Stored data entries
* * * *
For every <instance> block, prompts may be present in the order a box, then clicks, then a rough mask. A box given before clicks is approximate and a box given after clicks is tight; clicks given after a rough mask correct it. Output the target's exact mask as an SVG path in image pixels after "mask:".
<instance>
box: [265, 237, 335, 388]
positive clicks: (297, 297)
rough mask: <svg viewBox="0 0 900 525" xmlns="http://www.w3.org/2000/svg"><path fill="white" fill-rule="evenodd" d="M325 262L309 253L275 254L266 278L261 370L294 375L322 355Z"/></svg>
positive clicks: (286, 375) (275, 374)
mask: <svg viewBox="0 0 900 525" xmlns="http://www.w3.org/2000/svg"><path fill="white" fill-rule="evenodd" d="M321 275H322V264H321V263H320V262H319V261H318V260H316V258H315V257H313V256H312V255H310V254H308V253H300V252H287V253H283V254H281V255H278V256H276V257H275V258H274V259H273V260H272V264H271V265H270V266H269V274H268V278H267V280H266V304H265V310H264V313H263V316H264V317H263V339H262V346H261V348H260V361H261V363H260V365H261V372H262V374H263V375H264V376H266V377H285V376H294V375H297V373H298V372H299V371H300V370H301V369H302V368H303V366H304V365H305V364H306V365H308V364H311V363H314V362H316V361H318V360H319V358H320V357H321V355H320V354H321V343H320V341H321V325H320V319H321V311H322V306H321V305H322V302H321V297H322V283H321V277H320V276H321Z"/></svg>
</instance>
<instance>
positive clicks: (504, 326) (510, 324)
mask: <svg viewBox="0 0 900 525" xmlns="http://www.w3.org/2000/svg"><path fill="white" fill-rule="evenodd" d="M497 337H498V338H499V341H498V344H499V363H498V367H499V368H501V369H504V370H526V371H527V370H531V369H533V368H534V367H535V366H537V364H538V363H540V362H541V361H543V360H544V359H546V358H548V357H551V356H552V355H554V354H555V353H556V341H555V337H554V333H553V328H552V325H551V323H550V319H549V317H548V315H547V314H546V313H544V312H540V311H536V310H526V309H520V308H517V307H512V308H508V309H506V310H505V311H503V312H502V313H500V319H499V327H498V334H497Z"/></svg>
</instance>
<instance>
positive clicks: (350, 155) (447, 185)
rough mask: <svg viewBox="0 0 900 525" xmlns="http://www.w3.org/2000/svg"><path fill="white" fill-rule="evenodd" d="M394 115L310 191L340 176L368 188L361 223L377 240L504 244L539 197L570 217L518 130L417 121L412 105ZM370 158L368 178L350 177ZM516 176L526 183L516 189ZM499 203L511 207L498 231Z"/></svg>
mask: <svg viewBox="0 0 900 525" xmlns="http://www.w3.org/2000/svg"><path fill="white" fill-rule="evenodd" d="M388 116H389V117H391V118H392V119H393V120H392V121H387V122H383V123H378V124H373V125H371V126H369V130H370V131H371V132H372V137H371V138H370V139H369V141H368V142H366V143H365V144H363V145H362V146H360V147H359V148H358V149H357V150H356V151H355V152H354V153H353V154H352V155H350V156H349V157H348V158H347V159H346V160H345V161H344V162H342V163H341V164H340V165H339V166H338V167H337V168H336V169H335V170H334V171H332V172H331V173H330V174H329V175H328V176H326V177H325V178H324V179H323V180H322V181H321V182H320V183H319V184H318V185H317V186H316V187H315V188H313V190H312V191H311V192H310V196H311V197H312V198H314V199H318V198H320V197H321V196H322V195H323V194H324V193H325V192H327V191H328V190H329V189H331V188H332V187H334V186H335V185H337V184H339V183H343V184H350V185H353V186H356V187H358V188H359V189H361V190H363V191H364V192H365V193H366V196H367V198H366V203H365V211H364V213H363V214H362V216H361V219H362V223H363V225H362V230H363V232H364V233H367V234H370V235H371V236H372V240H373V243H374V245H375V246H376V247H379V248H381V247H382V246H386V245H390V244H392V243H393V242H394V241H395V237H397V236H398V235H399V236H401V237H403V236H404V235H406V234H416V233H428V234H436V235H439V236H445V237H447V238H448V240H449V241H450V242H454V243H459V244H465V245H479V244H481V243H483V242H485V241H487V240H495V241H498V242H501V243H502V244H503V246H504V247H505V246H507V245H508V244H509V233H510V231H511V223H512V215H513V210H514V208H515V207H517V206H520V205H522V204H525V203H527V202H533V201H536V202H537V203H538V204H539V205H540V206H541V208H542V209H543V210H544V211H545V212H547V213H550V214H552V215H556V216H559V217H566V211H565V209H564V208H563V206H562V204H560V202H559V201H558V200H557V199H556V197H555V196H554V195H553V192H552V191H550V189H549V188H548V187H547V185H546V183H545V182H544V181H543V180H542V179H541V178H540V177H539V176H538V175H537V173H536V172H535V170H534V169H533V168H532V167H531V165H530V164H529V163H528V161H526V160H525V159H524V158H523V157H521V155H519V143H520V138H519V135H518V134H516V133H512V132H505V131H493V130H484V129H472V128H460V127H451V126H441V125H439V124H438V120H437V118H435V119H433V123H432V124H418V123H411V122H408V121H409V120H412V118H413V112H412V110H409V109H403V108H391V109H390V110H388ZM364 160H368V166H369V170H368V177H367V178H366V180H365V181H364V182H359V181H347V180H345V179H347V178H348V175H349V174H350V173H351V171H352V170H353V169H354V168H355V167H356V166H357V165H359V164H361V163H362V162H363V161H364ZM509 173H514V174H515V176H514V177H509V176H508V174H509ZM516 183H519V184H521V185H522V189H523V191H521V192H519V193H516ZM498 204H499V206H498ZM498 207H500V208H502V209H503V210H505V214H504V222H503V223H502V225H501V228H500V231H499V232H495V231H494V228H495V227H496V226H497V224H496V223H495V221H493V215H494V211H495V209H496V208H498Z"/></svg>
* * * *
TASK BRIEF :: After reading the data above, print it all again exactly.

ANSWER TO THIS PROBLEM ::
For every <instance> block, prompts may be present in the order a box, then clicks, then a rough mask. A box given before clicks is approximate and a box given after clicks is tight; clicks given after a rough mask correct it. Output the target's exact mask as an SVG path in image pixels after "mask:".
<instance>
box: [265, 237, 335, 388]
positive clicks: (297, 297)
rough mask: <svg viewBox="0 0 900 525" xmlns="http://www.w3.org/2000/svg"><path fill="white" fill-rule="evenodd" d="M325 262L309 253L275 254L266 278L261 370L294 375L322 355Z"/></svg>
positive clicks: (286, 375) (275, 374)
mask: <svg viewBox="0 0 900 525" xmlns="http://www.w3.org/2000/svg"><path fill="white" fill-rule="evenodd" d="M321 275H322V264H321V263H320V262H319V261H318V260H316V258H315V257H313V256H312V255H310V254H308V253H300V252H287V253H283V254H281V255H278V256H276V257H275V258H274V259H273V260H272V264H271V265H270V266H269V274H268V278H267V280H266V304H265V310H264V313H263V316H264V317H263V339H262V346H261V348H260V361H261V363H260V365H261V372H262V374H263V375H264V376H266V377H285V376H294V375H297V373H298V372H299V371H300V370H301V369H302V368H303V366H304V365H305V364H306V365H308V364H311V363H314V362H316V361H318V360H319V358H320V357H321V355H320V354H321V343H320V341H321V325H320V319H321V311H322V306H321V305H322V302H321V297H322V283H321V277H320V276H321Z"/></svg>
</instance>
<instance>
positive clicks: (504, 326) (510, 324)
mask: <svg viewBox="0 0 900 525" xmlns="http://www.w3.org/2000/svg"><path fill="white" fill-rule="evenodd" d="M497 337H498V338H499V341H498V344H499V363H498V367H499V368H501V369H504V370H526V371H527V370H531V369H533V368H534V367H535V366H537V364H538V363H540V362H541V361H543V360H544V359H546V358H548V357H551V356H552V355H554V354H555V353H556V341H555V337H554V333H553V328H552V325H551V323H550V319H549V317H548V315H547V314H546V313H544V312H540V311H536V310H526V309H520V308H517V307H512V308H508V309H506V310H505V311H503V312H502V313H500V319H499V327H498V334H497Z"/></svg>
</instance>
<instance>
positive clicks: (350, 155) (447, 185)
rough mask: <svg viewBox="0 0 900 525" xmlns="http://www.w3.org/2000/svg"><path fill="white" fill-rule="evenodd" d="M394 115L310 191L340 176L368 188L361 223L377 240L504 244L539 197L570 217L518 130L417 121L412 105ZM370 158L368 178L350 177ZM516 176L526 183L516 189ZM499 203L511 207L498 231Z"/></svg>
mask: <svg viewBox="0 0 900 525" xmlns="http://www.w3.org/2000/svg"><path fill="white" fill-rule="evenodd" d="M388 116H389V117H391V118H392V119H393V120H392V121H387V122H383V123H378V124H373V125H371V126H369V130H370V131H371V132H372V137H371V138H370V139H369V141H368V142H366V143H365V144H363V145H362V146H360V147H359V148H358V149H357V150H356V151H355V152H354V153H353V154H352V155H350V156H349V157H348V158H347V159H346V160H345V161H344V162H342V163H341V164H340V165H339V166H338V167H337V168H336V169H335V170H334V171H332V172H331V173H330V174H329V175H328V176H326V177H325V178H324V179H323V180H322V181H321V182H320V183H319V184H318V185H317V186H316V187H315V188H313V190H312V191H311V192H310V196H311V197H312V198H314V199H318V198H320V197H321V196H322V195H323V194H324V193H325V192H327V191H328V190H329V189H331V188H332V187H334V186H335V185H337V184H339V183H343V184H350V185H353V186H356V187H358V188H359V189H361V190H363V191H364V192H365V193H366V196H367V198H366V203H365V211H364V213H363V214H362V216H361V219H362V223H363V225H362V230H363V232H364V233H367V234H370V235H371V236H372V240H373V243H374V245H375V246H376V247H379V248H381V247H382V246H386V245H390V244H392V243H393V242H394V241H395V237H397V236H398V235H399V236H401V237H403V236H404V235H406V234H416V233H428V234H436V235H439V236H445V237H447V238H448V240H449V241H450V242H454V243H459V244H465V245H479V244H481V243H483V242H485V241H487V240H495V241H498V242H501V243H502V244H503V246H504V247H505V246H507V245H508V244H509V233H510V231H511V223H512V215H513V210H514V208H515V207H517V206H520V205H522V204H525V203H527V202H533V201H536V202H537V203H538V204H539V205H540V206H541V208H542V209H543V210H544V211H545V212H547V213H550V214H552V215H556V216H559V217H566V211H565V209H564V208H563V206H562V204H560V202H559V201H558V200H557V199H556V197H555V196H554V195H553V192H552V191H550V189H549V188H548V187H547V185H546V183H545V182H544V181H543V180H542V179H541V178H540V177H539V176H538V175H537V173H536V172H535V170H534V169H533V168H532V167H531V165H530V164H529V163H528V161H526V160H525V159H524V158H523V157H521V155H519V143H520V138H519V135H518V134H516V133H512V132H505V131H493V130H484V129H472V128H460V127H451V126H441V125H439V124H438V120H437V118H435V119H433V123H432V124H418V123H411V122H408V121H409V120H412V118H413V112H412V110H409V109H403V108H391V109H390V110H388ZM364 160H368V166H369V170H368V177H367V178H366V180H365V181H364V182H359V181H347V180H345V179H347V178H348V175H349V174H350V173H351V171H352V170H353V169H354V168H355V167H356V166H357V165H359V164H361V163H362V162H363V161H364ZM509 173H514V174H515V176H514V177H509V176H508V174H509ZM516 183H519V184H521V185H522V189H523V191H521V192H519V193H516ZM498 204H499V206H498ZM498 207H500V208H502V209H503V210H505V214H504V222H503V223H502V225H501V228H500V231H499V232H495V231H494V228H495V227H496V226H497V224H496V223H495V221H493V215H494V211H495V209H496V208H498Z"/></svg>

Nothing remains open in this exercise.